* ASSIGNMENT:
Nothing but the lines from the one containing "Target: white ceiling trim" to the end of the material should be returned, each exactly as written.

BEGIN INPUT MATERIAL

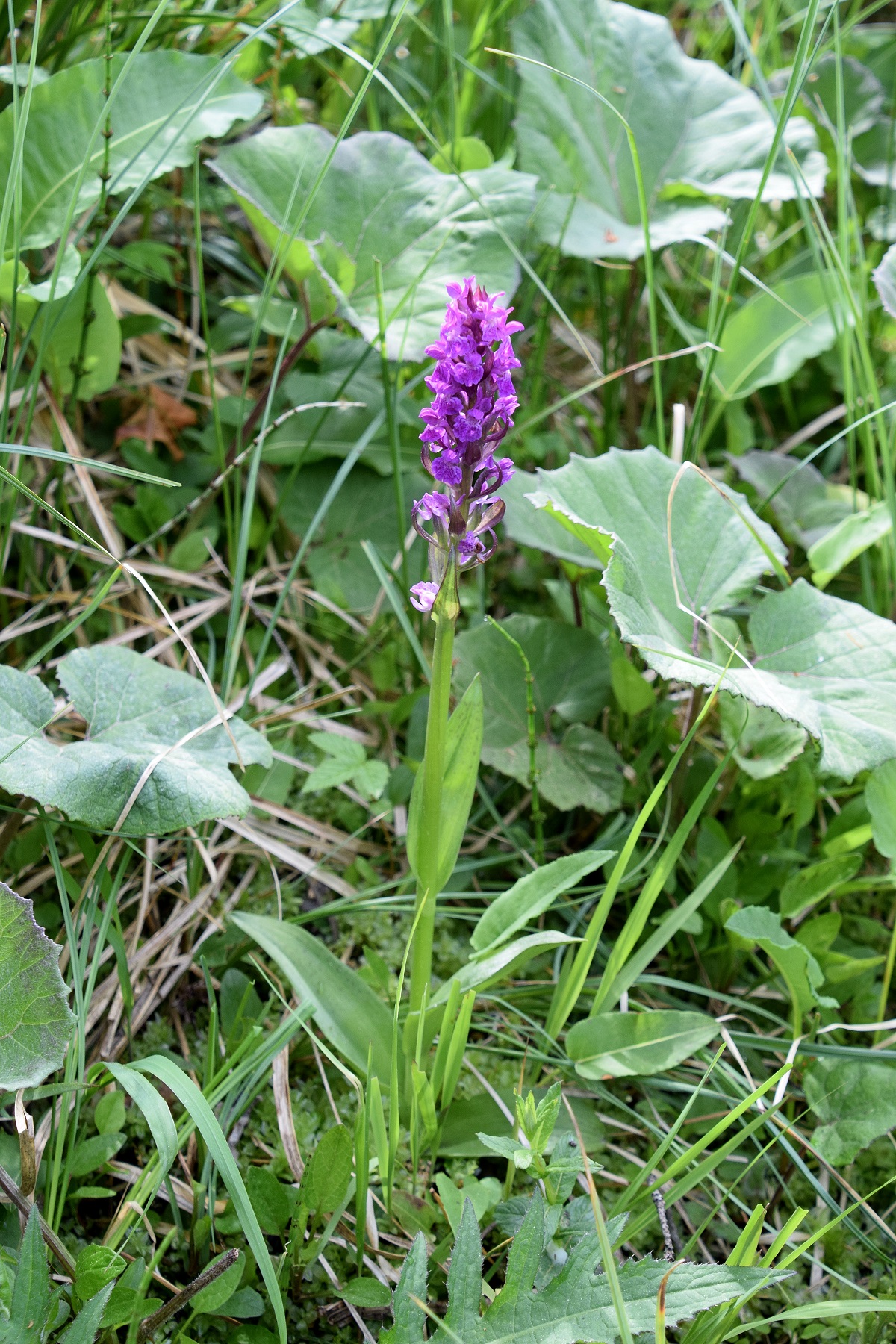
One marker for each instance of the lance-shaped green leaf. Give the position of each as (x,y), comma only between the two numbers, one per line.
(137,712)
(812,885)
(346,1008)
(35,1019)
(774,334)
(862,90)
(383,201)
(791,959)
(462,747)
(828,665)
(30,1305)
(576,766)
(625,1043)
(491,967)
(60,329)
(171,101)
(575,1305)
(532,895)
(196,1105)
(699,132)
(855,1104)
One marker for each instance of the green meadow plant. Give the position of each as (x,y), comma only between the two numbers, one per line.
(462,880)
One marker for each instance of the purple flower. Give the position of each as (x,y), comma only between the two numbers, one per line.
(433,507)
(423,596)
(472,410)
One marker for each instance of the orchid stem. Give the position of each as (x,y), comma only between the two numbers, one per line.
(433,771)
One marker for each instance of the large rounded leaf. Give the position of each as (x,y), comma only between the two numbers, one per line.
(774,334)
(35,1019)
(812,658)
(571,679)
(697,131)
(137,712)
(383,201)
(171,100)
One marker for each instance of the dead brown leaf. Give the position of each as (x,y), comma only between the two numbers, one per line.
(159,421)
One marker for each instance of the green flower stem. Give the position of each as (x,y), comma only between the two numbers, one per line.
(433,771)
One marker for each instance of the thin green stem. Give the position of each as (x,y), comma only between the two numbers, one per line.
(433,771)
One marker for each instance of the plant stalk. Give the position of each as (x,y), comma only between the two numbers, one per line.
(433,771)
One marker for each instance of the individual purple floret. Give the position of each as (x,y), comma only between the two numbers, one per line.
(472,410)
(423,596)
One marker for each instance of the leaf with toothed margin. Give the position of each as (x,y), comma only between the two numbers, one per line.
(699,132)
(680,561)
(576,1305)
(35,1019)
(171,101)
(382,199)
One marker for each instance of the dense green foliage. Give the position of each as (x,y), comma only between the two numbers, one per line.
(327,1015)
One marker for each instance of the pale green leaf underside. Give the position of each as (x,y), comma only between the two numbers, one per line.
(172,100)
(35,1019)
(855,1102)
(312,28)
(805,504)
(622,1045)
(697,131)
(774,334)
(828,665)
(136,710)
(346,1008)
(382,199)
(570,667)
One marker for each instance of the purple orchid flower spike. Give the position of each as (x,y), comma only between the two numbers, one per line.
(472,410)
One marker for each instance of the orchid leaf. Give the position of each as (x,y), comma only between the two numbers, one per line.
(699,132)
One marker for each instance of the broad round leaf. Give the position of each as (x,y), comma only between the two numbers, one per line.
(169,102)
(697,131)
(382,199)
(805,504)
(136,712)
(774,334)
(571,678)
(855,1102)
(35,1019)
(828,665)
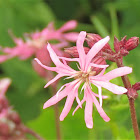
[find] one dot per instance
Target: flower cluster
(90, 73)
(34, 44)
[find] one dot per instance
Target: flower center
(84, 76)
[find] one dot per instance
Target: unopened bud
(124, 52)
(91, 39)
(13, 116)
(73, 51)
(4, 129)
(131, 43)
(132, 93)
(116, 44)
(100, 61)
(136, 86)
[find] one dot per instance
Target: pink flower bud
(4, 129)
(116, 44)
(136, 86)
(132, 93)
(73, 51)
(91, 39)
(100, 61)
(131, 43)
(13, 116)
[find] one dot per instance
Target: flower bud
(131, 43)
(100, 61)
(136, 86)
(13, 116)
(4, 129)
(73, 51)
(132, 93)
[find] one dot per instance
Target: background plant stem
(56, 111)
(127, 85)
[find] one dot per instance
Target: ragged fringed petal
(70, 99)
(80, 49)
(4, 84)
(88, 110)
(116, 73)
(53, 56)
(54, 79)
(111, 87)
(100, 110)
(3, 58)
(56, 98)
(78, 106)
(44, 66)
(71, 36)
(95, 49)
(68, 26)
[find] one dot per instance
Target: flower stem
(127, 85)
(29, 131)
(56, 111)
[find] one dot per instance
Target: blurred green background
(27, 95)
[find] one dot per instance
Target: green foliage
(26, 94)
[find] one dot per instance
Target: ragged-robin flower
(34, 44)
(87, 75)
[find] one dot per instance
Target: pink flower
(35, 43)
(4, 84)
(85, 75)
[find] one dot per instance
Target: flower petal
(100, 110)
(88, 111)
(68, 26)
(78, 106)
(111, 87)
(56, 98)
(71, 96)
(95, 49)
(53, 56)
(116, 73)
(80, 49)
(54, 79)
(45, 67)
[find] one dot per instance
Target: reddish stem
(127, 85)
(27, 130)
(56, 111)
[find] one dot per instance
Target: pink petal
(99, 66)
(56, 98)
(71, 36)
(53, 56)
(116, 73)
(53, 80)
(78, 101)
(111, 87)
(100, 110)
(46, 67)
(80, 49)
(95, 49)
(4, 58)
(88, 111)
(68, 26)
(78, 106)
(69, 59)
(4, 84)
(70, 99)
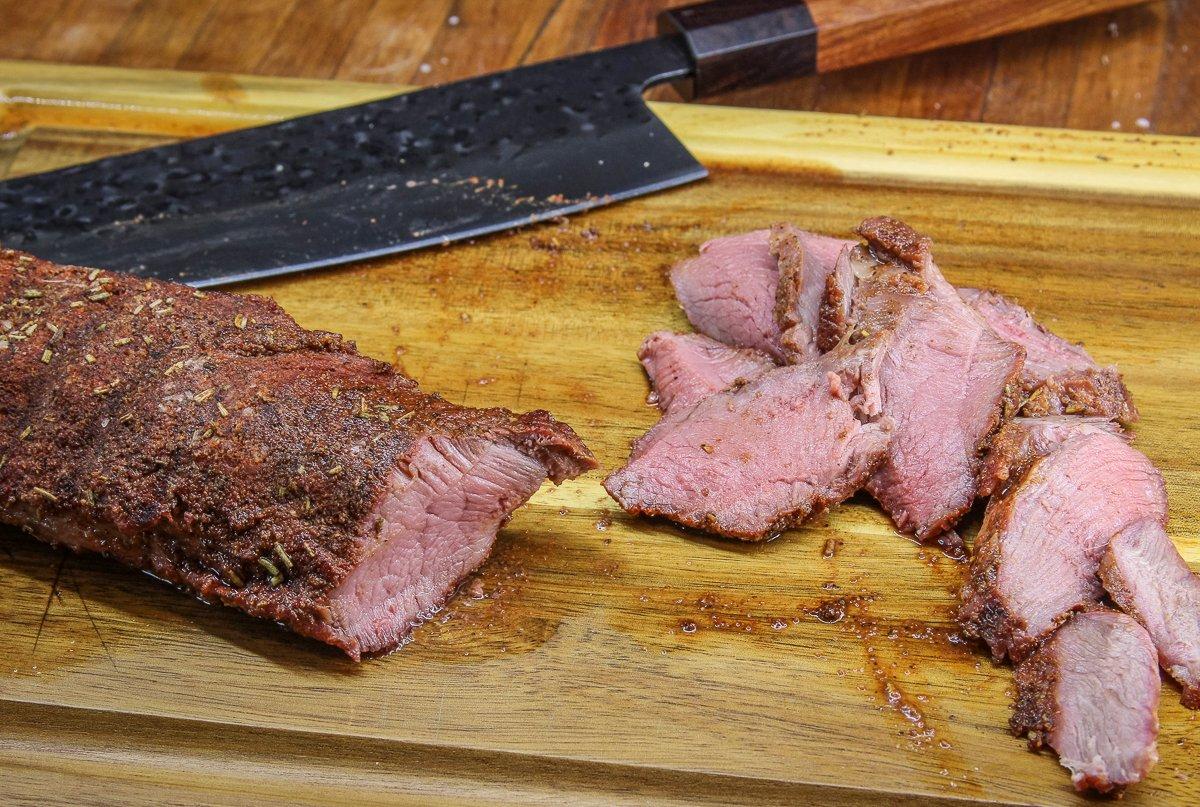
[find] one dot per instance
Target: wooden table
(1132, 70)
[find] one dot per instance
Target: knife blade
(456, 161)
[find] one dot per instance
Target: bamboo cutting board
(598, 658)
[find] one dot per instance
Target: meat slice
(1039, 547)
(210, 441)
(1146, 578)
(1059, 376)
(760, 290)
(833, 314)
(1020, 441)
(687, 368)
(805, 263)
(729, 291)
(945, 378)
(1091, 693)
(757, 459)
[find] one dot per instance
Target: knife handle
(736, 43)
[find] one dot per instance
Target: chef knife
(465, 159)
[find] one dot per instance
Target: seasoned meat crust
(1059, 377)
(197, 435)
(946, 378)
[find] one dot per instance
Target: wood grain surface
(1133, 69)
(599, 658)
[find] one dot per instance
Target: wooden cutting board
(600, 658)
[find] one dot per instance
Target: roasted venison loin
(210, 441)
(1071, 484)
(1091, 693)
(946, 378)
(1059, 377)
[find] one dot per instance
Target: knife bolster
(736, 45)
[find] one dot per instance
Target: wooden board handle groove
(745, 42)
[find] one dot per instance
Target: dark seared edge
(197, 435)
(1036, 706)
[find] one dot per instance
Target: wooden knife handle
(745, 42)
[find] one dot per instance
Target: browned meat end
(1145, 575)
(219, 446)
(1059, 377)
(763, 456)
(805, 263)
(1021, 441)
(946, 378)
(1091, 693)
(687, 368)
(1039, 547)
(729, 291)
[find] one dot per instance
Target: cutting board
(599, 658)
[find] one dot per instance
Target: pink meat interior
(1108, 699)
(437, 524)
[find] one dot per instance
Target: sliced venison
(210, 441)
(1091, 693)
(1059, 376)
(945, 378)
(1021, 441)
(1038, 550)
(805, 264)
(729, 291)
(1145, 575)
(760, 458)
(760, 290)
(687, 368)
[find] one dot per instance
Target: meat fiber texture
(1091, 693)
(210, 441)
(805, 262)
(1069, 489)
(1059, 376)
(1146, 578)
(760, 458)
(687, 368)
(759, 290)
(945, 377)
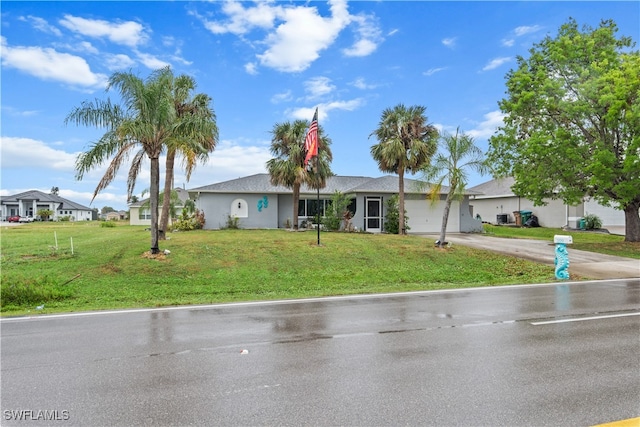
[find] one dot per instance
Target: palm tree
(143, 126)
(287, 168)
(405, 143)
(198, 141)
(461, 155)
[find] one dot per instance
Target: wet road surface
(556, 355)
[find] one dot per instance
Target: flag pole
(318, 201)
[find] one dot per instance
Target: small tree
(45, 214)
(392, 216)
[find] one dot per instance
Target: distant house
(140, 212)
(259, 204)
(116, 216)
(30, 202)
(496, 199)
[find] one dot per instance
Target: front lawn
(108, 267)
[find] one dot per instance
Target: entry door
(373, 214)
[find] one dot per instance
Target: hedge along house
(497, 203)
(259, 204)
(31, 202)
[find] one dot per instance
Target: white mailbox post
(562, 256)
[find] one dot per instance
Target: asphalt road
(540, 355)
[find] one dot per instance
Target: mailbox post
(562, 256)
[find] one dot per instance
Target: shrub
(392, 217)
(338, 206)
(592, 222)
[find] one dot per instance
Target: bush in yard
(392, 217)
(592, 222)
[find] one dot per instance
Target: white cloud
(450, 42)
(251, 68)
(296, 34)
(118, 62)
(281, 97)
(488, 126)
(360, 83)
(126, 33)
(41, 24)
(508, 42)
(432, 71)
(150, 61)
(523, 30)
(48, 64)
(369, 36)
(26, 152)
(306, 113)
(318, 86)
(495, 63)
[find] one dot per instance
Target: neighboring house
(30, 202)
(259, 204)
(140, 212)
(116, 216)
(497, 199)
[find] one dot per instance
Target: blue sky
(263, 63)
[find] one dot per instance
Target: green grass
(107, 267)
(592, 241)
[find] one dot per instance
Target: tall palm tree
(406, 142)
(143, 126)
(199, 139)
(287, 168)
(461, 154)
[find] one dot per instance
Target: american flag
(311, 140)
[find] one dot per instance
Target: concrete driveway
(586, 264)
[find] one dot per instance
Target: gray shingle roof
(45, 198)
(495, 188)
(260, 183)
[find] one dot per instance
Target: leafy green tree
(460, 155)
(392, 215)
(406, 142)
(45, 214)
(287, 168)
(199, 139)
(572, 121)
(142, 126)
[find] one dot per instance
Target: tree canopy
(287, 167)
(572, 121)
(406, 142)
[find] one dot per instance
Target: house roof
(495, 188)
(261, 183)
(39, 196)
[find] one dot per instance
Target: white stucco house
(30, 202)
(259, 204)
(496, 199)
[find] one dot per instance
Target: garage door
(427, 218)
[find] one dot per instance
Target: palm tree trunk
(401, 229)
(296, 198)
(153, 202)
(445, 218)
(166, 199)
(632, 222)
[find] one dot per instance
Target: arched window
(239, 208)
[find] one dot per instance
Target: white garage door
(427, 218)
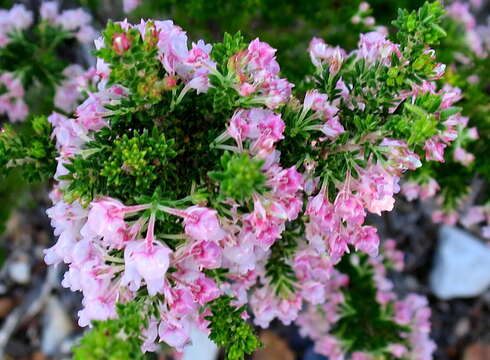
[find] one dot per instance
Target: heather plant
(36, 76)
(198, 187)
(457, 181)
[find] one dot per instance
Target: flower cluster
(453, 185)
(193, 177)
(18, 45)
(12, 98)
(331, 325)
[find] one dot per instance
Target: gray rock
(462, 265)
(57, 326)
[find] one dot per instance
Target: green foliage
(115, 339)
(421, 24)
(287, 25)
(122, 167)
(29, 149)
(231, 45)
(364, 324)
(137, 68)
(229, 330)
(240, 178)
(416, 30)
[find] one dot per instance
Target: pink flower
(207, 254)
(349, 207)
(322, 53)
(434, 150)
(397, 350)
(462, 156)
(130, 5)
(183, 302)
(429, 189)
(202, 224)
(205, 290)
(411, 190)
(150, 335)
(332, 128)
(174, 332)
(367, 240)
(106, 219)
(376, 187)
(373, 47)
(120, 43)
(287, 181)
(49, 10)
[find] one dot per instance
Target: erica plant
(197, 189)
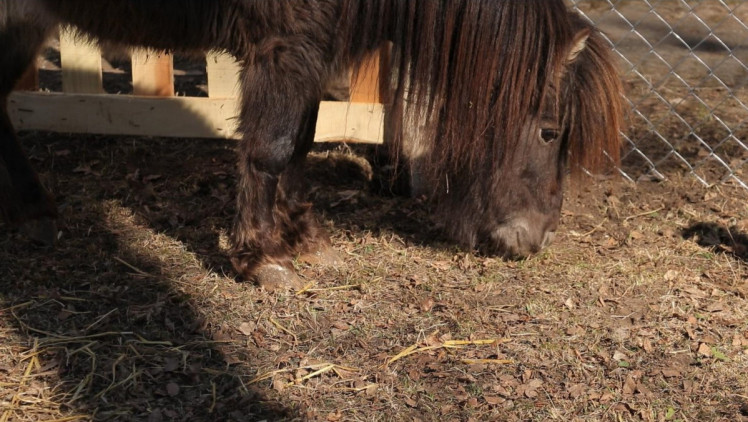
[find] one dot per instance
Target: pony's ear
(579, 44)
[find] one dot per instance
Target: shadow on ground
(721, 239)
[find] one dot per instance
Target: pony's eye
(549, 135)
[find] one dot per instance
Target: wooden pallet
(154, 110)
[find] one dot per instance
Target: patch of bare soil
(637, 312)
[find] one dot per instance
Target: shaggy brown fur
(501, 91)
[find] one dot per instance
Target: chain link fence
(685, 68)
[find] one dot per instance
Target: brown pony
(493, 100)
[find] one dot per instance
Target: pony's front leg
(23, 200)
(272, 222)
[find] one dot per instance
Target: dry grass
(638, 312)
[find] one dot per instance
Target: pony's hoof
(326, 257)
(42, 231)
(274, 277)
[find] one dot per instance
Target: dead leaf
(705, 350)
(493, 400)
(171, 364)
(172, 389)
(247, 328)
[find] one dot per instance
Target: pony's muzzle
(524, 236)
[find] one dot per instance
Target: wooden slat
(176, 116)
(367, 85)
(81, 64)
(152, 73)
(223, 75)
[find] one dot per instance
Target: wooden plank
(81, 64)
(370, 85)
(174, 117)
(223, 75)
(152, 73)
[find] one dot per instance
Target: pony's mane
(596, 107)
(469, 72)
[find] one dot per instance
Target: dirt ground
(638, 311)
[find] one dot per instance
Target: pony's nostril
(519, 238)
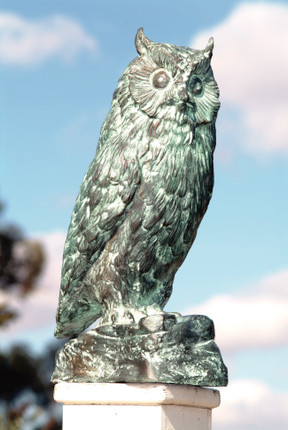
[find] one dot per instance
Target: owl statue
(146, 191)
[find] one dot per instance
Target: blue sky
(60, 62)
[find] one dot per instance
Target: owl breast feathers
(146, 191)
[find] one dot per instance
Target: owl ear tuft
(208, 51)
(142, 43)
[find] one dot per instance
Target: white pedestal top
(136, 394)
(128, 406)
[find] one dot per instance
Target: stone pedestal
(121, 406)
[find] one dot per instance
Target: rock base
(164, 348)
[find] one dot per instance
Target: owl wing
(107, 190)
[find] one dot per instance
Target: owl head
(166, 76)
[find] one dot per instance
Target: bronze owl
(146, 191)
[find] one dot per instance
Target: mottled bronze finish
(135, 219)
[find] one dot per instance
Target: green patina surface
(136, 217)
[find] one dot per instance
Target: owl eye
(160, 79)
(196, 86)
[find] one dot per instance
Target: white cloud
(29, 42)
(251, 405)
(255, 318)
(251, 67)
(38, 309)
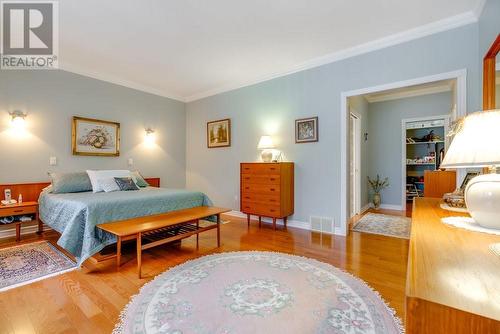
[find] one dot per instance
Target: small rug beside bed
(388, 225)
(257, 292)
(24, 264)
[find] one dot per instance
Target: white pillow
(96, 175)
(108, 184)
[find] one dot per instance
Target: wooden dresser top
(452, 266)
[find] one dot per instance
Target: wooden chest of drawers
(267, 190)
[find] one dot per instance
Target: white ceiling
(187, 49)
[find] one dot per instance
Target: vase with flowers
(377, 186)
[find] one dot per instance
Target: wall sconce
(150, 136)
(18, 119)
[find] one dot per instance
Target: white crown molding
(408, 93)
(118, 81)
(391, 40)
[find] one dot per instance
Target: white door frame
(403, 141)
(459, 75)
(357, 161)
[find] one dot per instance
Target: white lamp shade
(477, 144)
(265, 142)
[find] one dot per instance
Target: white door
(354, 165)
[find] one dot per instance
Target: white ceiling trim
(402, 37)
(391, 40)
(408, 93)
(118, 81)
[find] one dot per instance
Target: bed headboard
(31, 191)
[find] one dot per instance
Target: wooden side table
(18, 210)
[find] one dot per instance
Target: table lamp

END INPUT MATERIAL

* RESULT FOR THIS TASK:
Target: white ceiling trim
(402, 37)
(391, 40)
(408, 93)
(118, 81)
[find] one dot per instance
Target: bed headboard
(31, 191)
[find] one dot per instance
Target: wooden side table
(18, 210)
[find] one dot per instance
Target: table lamp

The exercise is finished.